Felipe Fortuna
Eu leio e você canta
(Jornal do Brasil, Idéias, sábado,
16.08.2008)
Um modo
objetivo de estabelecer a diferença entre “letra de música” e
“poema” leva a reconhecer que “poema” é toda composição, quase
sempre em versos, que não gera direitos autorais. Imagine-se Caetano
Veloso unicamente como autor de Letra Só (2003): decerto
auferiria os ganhos irrisórios, praticamente indignos, do excelente
poeta Affonso Ávila, que, aos 80 anos, acaba de reunir sua obra
poética em Homem ao Termo. Por não ser músico, tampouco seria
possível que o poeta mineiro visse a sua obra bipartida num
songbook, ao contrário do que aconteceu com o compositor baiano,
que teve algumas de suas composições transcritas, em dois volumes,
por Almir Chediak. No prefácio a Letra Só, Eucanaã Ferraz
comenta o “ato de desarticulação/arranjo” que justifica a aparição
da “letra de música” num livro sem partituras: “nesta condição de
letra só, contrariando sua natureza de letra em melodia,
a palavra passa a viver artificialmente a condição de escrita.”
Trata-se de uma advertência que tenta precaver o leitor para muitos
versos afinal inaceitáveis ao gosto de quem costuma ler poemas. Em
“Tempo de Estio”, por exemplo, Caetano escreve:
Quero comer
Quero mamar
Quero preguiça
Quero querer
Quero sonhar
Felicidade
É o amor
É o calor
A cor da vida
É o verão
Meu coração
É a cidade.
Obviamente, a linha que vai da existência de direitos autorais à
existência de melodia passa pelos territórios do mercado e da
música: encontram-se nessa travessia praticamente todos os fenômenos
que dizem respeito à canção, distinguindo-a do poema literário. Para
tanto, ninguém precisa exibir a desordem conceitual da professora
Heloísa Buarque de Hollanda quando, no prefácio à antologia Esses
Poetas (1998), afirmou que “em caráter irrevogável, a distinção
entre a poesia escrita, a cantada e a visual não se sustenta mais
como defensável.” Revogue-se a autoritária declaração por meio do
depoimento de dois poetas e letristas, Antonio Cicero e Arnaldo
Antunes. Em artigo para a Folha de S. Paulo (16.06.2007), o
poeta de Guardar (1996) escreveu que “o poema se realiza
quando é lido: e ele pode ser lido em voz baixa, interna, aural.
(...) a letra se realiza na canção, mas a canção só se realiza
plenamente quando interpretada, isto é, quando cantada e escutada.”

——

- TAREFAS OBRIGATÓRIAS
(a) Reescreva em forma de lista o parágrafo do texto que começa com "Obviamente, a linha que vai", mantendo seus fatos principais.
(b) Transcreva do texto o trecho que começa em "Obviamente, a linha" e termina em "baixa, interna, aural.".

(Registros de um conjunto de rotulagem por pontos)

——

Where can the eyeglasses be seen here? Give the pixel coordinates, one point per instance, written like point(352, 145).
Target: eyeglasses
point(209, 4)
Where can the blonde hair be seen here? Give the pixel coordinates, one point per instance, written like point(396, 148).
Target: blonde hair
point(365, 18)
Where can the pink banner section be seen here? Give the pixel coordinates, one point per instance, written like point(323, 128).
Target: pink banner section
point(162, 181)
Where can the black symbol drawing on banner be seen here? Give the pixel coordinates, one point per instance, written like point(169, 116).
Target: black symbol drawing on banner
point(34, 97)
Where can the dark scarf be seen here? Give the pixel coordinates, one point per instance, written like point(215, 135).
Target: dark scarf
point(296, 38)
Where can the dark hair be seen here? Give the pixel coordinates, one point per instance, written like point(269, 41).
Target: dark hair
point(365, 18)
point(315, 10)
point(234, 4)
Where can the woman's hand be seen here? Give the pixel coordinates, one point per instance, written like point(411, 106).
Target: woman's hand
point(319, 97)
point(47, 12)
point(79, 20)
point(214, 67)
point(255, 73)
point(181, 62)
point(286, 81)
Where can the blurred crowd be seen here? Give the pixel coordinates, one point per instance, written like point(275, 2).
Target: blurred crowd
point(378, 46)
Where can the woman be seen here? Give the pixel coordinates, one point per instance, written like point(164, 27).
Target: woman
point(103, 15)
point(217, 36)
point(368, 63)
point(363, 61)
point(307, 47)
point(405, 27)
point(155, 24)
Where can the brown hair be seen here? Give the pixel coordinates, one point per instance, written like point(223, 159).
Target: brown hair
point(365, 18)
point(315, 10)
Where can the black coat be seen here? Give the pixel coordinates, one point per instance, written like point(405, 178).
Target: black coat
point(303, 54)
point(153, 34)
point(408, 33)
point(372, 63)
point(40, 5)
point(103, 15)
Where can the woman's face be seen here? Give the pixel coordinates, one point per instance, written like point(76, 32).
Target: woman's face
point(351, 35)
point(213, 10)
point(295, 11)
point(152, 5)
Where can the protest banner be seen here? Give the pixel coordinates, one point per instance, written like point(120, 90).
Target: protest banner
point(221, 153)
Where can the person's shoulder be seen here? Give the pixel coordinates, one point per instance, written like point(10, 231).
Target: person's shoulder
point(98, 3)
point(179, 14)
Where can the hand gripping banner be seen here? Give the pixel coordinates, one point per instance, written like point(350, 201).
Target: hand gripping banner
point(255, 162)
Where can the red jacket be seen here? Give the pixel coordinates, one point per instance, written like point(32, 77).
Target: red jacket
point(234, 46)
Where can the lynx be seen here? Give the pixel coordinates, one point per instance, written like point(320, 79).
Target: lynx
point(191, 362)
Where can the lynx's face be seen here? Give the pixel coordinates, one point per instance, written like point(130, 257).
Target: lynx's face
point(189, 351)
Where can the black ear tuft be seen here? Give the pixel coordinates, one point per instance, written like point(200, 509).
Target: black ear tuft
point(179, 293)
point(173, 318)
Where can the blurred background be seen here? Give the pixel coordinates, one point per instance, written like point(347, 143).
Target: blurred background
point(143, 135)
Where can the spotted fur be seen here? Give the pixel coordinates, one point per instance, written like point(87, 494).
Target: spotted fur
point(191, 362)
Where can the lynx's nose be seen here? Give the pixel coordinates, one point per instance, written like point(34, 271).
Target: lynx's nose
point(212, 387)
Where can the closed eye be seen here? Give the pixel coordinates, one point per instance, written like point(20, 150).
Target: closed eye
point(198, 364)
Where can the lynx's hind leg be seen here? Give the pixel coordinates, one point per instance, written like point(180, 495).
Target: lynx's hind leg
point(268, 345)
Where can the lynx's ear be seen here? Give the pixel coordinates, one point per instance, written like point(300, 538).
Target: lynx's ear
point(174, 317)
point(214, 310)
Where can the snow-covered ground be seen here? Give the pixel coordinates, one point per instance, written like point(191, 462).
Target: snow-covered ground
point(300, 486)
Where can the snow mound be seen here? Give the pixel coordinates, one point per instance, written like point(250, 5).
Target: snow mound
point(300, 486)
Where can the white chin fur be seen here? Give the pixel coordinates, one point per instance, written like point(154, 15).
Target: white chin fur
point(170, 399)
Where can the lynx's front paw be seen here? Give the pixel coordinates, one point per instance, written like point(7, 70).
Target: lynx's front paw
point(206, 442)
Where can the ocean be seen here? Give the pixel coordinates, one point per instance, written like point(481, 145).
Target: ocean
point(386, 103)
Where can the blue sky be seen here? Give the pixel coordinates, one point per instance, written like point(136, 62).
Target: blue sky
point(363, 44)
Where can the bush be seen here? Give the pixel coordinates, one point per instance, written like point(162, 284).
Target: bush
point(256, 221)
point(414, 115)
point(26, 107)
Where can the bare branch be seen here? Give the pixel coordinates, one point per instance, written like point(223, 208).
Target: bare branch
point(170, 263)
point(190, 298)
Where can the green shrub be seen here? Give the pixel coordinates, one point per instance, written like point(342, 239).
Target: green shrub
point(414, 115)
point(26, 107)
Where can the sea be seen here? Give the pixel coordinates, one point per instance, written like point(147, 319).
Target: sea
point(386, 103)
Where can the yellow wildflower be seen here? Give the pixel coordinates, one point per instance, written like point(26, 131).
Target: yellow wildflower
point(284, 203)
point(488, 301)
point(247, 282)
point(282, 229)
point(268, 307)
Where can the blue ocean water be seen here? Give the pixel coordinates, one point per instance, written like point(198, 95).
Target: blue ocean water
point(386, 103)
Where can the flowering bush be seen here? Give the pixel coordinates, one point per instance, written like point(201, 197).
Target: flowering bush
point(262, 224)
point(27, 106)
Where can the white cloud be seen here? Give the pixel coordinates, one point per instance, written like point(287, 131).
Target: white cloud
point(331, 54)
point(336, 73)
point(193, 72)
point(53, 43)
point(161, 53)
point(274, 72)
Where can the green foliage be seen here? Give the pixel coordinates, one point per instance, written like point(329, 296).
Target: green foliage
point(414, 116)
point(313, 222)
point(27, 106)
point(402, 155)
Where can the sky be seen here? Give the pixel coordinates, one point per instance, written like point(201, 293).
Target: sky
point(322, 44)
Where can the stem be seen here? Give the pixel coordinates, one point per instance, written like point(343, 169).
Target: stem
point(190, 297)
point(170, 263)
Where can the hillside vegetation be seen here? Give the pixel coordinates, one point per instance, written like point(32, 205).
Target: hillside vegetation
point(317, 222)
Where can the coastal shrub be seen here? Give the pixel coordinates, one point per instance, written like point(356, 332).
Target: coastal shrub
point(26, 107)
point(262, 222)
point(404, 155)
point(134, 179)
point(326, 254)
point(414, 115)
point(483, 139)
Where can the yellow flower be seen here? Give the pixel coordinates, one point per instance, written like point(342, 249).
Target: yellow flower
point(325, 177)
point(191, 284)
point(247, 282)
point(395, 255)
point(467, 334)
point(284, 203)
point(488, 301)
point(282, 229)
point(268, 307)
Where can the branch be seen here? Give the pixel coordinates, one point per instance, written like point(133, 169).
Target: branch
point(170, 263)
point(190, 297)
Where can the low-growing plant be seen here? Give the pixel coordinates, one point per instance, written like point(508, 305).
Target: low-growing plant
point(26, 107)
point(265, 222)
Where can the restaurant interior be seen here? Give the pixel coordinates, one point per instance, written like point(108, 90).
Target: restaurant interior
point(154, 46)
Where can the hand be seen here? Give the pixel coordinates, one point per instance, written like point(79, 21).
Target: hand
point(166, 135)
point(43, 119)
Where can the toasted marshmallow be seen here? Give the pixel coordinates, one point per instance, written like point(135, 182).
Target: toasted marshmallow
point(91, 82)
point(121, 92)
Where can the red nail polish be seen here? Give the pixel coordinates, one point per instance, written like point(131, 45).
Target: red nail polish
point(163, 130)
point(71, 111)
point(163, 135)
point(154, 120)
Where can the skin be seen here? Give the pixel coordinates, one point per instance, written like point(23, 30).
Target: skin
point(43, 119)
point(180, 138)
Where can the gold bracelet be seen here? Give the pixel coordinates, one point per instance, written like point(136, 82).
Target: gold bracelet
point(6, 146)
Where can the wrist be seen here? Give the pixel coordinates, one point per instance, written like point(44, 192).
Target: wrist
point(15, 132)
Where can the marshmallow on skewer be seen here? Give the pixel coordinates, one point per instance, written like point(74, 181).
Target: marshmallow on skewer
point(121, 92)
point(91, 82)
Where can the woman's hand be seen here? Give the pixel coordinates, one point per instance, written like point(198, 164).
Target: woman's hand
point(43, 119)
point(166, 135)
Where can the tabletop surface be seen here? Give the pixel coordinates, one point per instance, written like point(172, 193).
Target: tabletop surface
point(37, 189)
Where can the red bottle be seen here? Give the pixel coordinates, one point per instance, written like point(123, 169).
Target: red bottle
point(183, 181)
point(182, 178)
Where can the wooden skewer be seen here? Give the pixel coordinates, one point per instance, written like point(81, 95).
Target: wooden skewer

——

- RESULTADOS FINAIS
(a)
- A linha entre a existência de direitos autorais e a existência de melodia passa pelos territórios do mercado e da música. Nela estão praticamente todos os fenômenos que distinguem a canção do poema literário.
- O texto chama de desordem conceitual a afirmação de Heloísa Buarque de Hollanda, no prefácio à antologia Esses Poetas (1998), de que a distinção entre poesia escrita, cantada e visual não se sustenta mais.
- Para revogar essa declaração, o texto recorre ao depoimento de dois poetas e letristas, Antonio Cicero e Arnaldo Antunes.
- Em artigo para a Folha de S. Paulo (16.06.2007), o poeta de Guardar (1996) escreveu que o poema se realiza quando é lido, inclusive em voz baixa. Segundo ele, a letra se realiza na canção, e a canção só se realiza plenamente quando é cantada e escutada.

(b)
Obviamente, a linha que vai da existência de direitos autorais à
existência de melodia passa pelos territórios do mercado e da
música: encontram-se nessa travessia praticamente todos os fenômenos
que dizem respeito à canção, distinguindo-a do poema literário. Para
tanto, ninguém precisa exibir a desordem conceitual da professora
Heloísa Buarque de Hollanda quando, no prefácio à antologia Esses
Poetas (1998), afirmou que “em caráter irrevogável, a distinção
entre a poesia escrita, a cantada e a visual não se sustenta mais
como defensável.” Revogue-se a autoritária declaração por meio do
depoimento de dois poetas e letristas, Antonio Cicero e Arnaldo
Antunes. Em artigo para a Folha de S. Paulo (16.06.2007), o
poeta de Guardar (1996) escreveu que “o poema se realiza
quando é lido: e ele pode ser lido em voz baixa, interna, aural.